For this exercise, repeat each entry exactly as written.

(Data excerpts)
'''

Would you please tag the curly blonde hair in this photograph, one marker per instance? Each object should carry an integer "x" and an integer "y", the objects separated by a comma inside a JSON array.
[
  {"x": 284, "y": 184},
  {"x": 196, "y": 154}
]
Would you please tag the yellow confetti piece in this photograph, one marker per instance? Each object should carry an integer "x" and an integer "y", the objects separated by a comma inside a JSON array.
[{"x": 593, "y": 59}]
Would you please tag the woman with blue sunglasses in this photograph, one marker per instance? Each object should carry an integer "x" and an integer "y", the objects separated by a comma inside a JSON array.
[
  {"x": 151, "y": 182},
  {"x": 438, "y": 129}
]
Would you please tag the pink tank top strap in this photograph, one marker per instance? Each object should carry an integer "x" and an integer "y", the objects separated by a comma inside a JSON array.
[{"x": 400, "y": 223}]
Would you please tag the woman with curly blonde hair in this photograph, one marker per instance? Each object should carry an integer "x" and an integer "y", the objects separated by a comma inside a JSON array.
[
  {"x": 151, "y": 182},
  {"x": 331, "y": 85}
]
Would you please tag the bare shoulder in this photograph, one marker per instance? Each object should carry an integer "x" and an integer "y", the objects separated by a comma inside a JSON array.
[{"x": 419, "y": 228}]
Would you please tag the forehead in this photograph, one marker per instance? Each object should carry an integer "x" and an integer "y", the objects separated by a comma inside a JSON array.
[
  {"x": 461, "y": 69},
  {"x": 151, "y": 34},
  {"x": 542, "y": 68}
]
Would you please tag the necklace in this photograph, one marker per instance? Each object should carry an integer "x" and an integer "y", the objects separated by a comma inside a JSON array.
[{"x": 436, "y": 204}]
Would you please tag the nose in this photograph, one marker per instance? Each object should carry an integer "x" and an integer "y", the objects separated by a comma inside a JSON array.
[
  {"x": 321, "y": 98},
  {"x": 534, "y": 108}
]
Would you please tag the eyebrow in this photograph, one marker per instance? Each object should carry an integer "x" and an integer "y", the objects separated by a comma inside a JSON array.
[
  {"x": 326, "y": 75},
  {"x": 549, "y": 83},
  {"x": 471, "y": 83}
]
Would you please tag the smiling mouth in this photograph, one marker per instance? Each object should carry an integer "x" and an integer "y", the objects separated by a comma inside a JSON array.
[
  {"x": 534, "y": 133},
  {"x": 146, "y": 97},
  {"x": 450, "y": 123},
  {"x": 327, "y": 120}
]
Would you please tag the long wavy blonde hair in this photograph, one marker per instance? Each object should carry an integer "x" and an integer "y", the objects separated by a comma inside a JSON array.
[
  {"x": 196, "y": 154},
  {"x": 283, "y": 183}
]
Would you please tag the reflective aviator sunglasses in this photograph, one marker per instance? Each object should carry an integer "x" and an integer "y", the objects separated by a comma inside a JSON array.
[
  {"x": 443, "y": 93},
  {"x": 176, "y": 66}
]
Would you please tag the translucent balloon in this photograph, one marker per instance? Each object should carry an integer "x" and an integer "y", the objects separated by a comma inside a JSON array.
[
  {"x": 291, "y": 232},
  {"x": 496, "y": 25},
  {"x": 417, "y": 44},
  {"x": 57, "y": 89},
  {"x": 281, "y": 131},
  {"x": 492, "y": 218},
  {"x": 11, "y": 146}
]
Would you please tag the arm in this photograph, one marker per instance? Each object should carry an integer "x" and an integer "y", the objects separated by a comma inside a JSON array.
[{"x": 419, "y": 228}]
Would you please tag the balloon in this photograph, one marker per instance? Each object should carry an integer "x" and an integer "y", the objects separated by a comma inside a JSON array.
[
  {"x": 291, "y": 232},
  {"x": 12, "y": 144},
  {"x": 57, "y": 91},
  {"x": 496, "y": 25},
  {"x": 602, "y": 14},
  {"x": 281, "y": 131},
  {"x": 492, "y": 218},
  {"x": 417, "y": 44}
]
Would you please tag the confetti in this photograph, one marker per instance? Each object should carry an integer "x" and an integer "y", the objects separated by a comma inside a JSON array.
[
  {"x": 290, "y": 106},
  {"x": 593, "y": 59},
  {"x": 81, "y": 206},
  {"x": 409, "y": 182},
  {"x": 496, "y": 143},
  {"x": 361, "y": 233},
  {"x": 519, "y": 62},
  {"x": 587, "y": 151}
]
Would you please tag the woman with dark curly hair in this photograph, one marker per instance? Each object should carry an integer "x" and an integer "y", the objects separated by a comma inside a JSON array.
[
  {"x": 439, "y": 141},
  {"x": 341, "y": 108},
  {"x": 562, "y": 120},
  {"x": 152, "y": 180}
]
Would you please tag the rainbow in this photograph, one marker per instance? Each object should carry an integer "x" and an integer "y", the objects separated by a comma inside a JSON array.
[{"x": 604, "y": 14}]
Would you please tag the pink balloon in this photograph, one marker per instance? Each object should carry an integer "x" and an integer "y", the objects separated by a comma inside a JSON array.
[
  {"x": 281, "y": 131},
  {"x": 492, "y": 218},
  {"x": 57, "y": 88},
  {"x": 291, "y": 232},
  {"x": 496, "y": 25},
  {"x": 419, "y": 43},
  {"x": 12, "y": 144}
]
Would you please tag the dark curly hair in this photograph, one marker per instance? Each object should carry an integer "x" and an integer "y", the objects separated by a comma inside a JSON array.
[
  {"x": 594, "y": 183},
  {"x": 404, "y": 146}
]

'''

_Reply:_
Would you please tag the curly blonde hair in this photograph, one marker per instance? Each object should carry an integer "x" and an integer "y", the objects separated by a comma inside a JSON array.
[
  {"x": 284, "y": 184},
  {"x": 196, "y": 154}
]
Would you please tag the yellow confetti piece in this photograph, one marker per instance? Each object should carry an integer "x" and an integer "y", the objects separated by a comma inside a JSON array.
[{"x": 593, "y": 59}]
Would you please tag the woman with blue sunglasses in this photograph, one marker per instance? Each object should carry an integer "x" and an integer "y", the objects separated by a comma inside a JSON array.
[
  {"x": 151, "y": 182},
  {"x": 438, "y": 129}
]
Would you please tag the pink tank top strap in this photograph, one marker per instance? Each object should carry an integer "x" and an integer "y", the objects separated by a comma inside a JSON array.
[{"x": 400, "y": 223}]
Would you please tag the woman with curly blonde hair in this photograph, one marker per instance? Each object should carry an integer "x" and an integer "y", the objects separated by a comma inside a JSON array.
[
  {"x": 151, "y": 182},
  {"x": 331, "y": 85}
]
Would you please tag the bare shoulder in this photograph, one marker per instance? Each object should carry an integer "x" and an integer "y", the objects separated by a comma inside a JSON array.
[{"x": 419, "y": 228}]
Would you please tag the forehead in this photograph, one marker per instance? Each object should carry an integer "x" and an integer "y", the objects separated by a comma inside a JSON array.
[
  {"x": 461, "y": 69},
  {"x": 151, "y": 34},
  {"x": 542, "y": 68}
]
Would you please tag the necklace in this photograph, one marker per instance? Each object should carry an integer "x" and an integer "y", the objects separated by a comma inside a JSON array.
[{"x": 436, "y": 204}]
Would you please tag the nose in this photograph, one marker per instance? Each object should carry an integer "x" and an integer "y", the objects separated by a comma inside a JSON array.
[
  {"x": 321, "y": 98},
  {"x": 534, "y": 108}
]
Would you please tag the eyebrow in this photograph, one marker per instance? Each object should carry an integer "x" and an integer "y", the objects separated by a comma inside a JSON array.
[
  {"x": 326, "y": 75},
  {"x": 549, "y": 83},
  {"x": 471, "y": 83}
]
Would you please tag the smiling mouth in this photograph, one marker per instance? Each object should carry an integer "x" and an integer "y", the objects separated by a comma inside a JSON array.
[
  {"x": 534, "y": 133},
  {"x": 146, "y": 97},
  {"x": 450, "y": 123},
  {"x": 327, "y": 120}
]
Would you please tag the long wavy blonde hair in this photograph, one marker per instance? Each object should carry an integer "x" and an integer "y", the objects separated by a comma inside a JSON array.
[
  {"x": 196, "y": 154},
  {"x": 283, "y": 183}
]
Would you please tag the reflective aviator sunglasses in this photograph, one marker per instance? Each object should carry an integer "x" and an integer "y", the objects separated by a comma inside a JSON array.
[
  {"x": 443, "y": 93},
  {"x": 176, "y": 66}
]
Would you please tag the translucent balloon in this photograph, one marker per instance? Each object should carry an integer "x" and an integer "y", the objects separated by a comma inside a JSON array.
[
  {"x": 291, "y": 232},
  {"x": 496, "y": 25},
  {"x": 417, "y": 44},
  {"x": 57, "y": 89},
  {"x": 281, "y": 131},
  {"x": 492, "y": 218},
  {"x": 11, "y": 146}
]
Would you please tag the arm in this photograph, one marker per instance? Each object should carry an integer "x" and an integer "y", the objects separated by a comma inside a JSON array.
[{"x": 419, "y": 228}]
Would you please tag the balloon in this photograph, one marker per instance? Each object should carry an integer "x" and an integer "y", the objects separated by a comma inside a JSON array.
[
  {"x": 291, "y": 232},
  {"x": 12, "y": 144},
  {"x": 57, "y": 91},
  {"x": 496, "y": 25},
  {"x": 602, "y": 14},
  {"x": 281, "y": 131},
  {"x": 492, "y": 218},
  {"x": 417, "y": 44}
]
Would you please tag the confetti in this photograph, one marker per instance? Each object should carry an integer "x" and an integer "y", the objects separated by a comma inside a JSON array.
[
  {"x": 290, "y": 106},
  {"x": 593, "y": 59},
  {"x": 81, "y": 206},
  {"x": 409, "y": 182},
  {"x": 496, "y": 143},
  {"x": 361, "y": 233},
  {"x": 519, "y": 62},
  {"x": 587, "y": 151}
]
Would you please tag the woman with dark curly hair in this photograph, one marker per instance? Each object should carry an integer "x" and an integer "y", the objects separated by a comma inside a JSON array.
[
  {"x": 439, "y": 141},
  {"x": 341, "y": 108},
  {"x": 562, "y": 120},
  {"x": 152, "y": 180}
]
Would you please tag the rainbow in this photograph, one marker per instance? Each object should carry an integer "x" and an integer "y", the objects separated by a comma inside a JSON array.
[{"x": 604, "y": 14}]
Would you please tag the pink balloon in this photograph, one marker per instance? Each object should carry an integer "x" and an integer "y", the objects separated by a comma inside a JSON array.
[
  {"x": 281, "y": 131},
  {"x": 492, "y": 218},
  {"x": 57, "y": 88},
  {"x": 291, "y": 232},
  {"x": 496, "y": 25},
  {"x": 419, "y": 43},
  {"x": 12, "y": 144}
]
Would you please tag the dark curly hair in this photograph, one marker per instance? Each object should carry an integer "x" and an integer "y", the objects separated by a comma inside a JSON array.
[
  {"x": 594, "y": 183},
  {"x": 404, "y": 146}
]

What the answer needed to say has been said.